演習本文:
---+---

『地球村』のスタンス

腸内細菌(2023.02.02)

★腸内細菌

  • 私たちの腸内には千種類以上の細菌が住んでいて、その数は1000兆と言われている。重さは合計で2キロもあり、其の働きはこれまで考えられていたことより遥かに重要、遥かに大きな可能性を持っていることがわかってきた。
  • 腸内細菌は常在菌と呼ばれているが、誰の腸内にも同じものが同じように存在、同じことをしているわけではない。人によって違い、様々な影響を与えている。
  • その一つは、昔からわかっていたことで、食べ物の分解であり、私たちが消化吸収できないものを私たちが消化吸収できるものに分解してくれる。もし腸内細菌がいなければ私たちは生きられない。例えばコアラの腸内細菌はユーカリの毒を分解して消化吸収できるものに変えている。パプア・ニューギニアのある部族はタロイモを分解し、筋肉の元にすることかできる。特定の地域で特定の物を食べることで、そこに最適化された腸内細菌叢が作られるのだ。その宿主は、その腸内細菌が分解できる食べものを食べ、それに適した生活をしていると考えられるようになってきた。
     私たちの食べ物の好みや、生活スタイルは腸内細菌にコントロールされていると言える。

  •  この腸内細菌は、赤ちゃんはお産のとき、産道でお母さんから受けとるが、帝王切開ではそれができないので、最近は帝王切開の場合は母親の腸内細菌叢を別の形で新生児に移植している産院もある。その後、母乳や離乳食で次第に腸内細菌叢(そう)が出来上がっていく。

  • 腸内細菌は食べ物の分解だけではなく、より重要な働きをしていることがわかってきた。

---+---

データセット項目:
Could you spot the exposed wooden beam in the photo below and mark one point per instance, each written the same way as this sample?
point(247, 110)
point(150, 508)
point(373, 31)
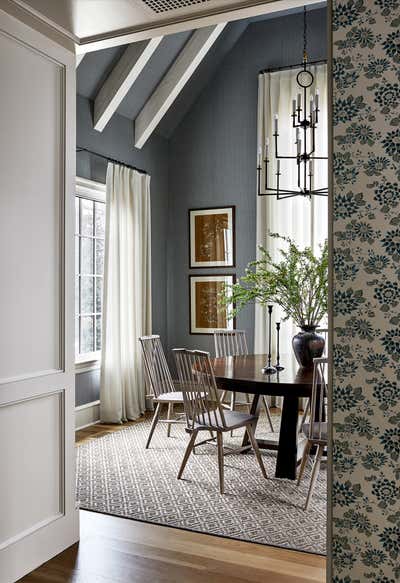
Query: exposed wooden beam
point(79, 59)
point(173, 82)
point(121, 79)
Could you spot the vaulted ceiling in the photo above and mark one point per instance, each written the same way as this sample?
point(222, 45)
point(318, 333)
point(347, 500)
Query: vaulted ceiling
point(92, 20)
point(149, 96)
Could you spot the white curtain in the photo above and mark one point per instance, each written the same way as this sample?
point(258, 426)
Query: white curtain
point(302, 219)
point(127, 293)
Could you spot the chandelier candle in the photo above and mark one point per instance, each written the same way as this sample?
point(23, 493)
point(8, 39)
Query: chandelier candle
point(269, 369)
point(305, 122)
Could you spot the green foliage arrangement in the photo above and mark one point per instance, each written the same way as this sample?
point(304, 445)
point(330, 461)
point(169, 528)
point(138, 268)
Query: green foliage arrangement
point(298, 283)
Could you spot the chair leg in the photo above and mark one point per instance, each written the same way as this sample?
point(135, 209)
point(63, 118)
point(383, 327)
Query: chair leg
point(187, 453)
point(304, 418)
point(304, 460)
point(314, 475)
point(169, 416)
point(248, 404)
point(154, 422)
point(268, 412)
point(220, 445)
point(254, 445)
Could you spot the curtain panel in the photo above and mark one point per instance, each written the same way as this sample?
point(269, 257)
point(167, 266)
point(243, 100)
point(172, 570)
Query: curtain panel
point(302, 219)
point(127, 293)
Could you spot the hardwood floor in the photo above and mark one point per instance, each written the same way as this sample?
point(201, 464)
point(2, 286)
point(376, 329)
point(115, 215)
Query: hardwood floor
point(117, 550)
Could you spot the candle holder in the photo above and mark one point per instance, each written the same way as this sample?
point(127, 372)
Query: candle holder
point(269, 369)
point(278, 356)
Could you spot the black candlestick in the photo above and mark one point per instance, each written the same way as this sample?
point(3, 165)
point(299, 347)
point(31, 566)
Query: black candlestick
point(269, 369)
point(278, 356)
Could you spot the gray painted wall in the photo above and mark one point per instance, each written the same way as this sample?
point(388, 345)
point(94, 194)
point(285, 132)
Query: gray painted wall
point(116, 141)
point(212, 156)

---+---

読んで応用:
(A) 腸内細菌の文章によると、腸内細菌の重さは合計でどれくらいか。
(B) 腸内細菌の文章のうち、「腸内細菌(2023.02.02)」から「トロールされていると言える。」までをすべてそのまま書き出すこと。
(C) 腸内細菌の文章を、最後の文のあとから書き継ぐこと。
項目は腸内細菌の文章とは別の資料である。

活動の解答:
(A) 合計で2キロもある。

(B)
腸内細菌(2023.02.02)

★腸内細菌

  • 私たちの腸内には千種類以上の細菌が住んでいて、その数は1000兆と言われている。重さは合計で2キロもあり、其の働きはこれまで考えられていたことより遥かに重要、遥かに大きな可能性を持っていることがわかってきた。
  • 腸内細菌は常在菌と呼ばれているが、誰の腸内にも同じものが同じように存在、同じことをしているわけではない。人によって違い、様々な影響を与えている。
  • その一つは、昔からわかっていたことで、食べ物の分解であり、私たちが消化吸収できないものを私たちが消化吸収できるものに分解してくれる。もし腸内細菌がいなければ私たちは生きられない。例えばコアラの腸内細菌はユーカリの毒を分解して消化吸収できるものに変えている。パプア・ニューギニアのある部族はタロイモを分解し、筋肉の元にすることかできる。特定の地域で特定の物を食べることで、そこに最適化された腸内細菌叢が作られるのだ。その宿主は、その腸内細菌が分解できる食べものを食べ、それに適した生活をしていると考えられるようになってきた。
     私たちの食べ物の好みや、生活スタイルは腸内細菌にコントロールされていると言える。

(C)
  • 例えば、これまで『難病』とされてきた『潰瘍性大腸炎』を発症する人は、腸内細菌の多様性が失われていることがわかった。そこでいったん薬品によって腸内細菌を死滅させ、健康な人の腸内細菌叢の溶液を注入することで、7割の人に改善が確認された。
  • 他の難病やガンにもこの研究が生かされる可能性が出てきた。
  • 人柄や性格に関することも腸内細菌に大きな影響を受けていることもわかってきた。腸内細菌に修正を加えることで、性格を変えることができる。
  • その方法は、膨大なデータを統計的に処理し、どの腸内細菌が何に影響を与えているのかを分析し、腸内細菌を修正するために、正常な腸内細菌のエキスを移植する。
    それを文字通り『便移植療法』という。
  • 『便移植療法』は近親者ほど効果があり、はらに親子よりは兄弟が効果が高い。これはまるで骨髄移植とも似ている。また『便移植療法』は若い人ほど効果が高いなど、日進月歩で進歩しているとのこと。 これまでは原因がわからない、治療方がわからない難病に大きな光がさしたといわれている。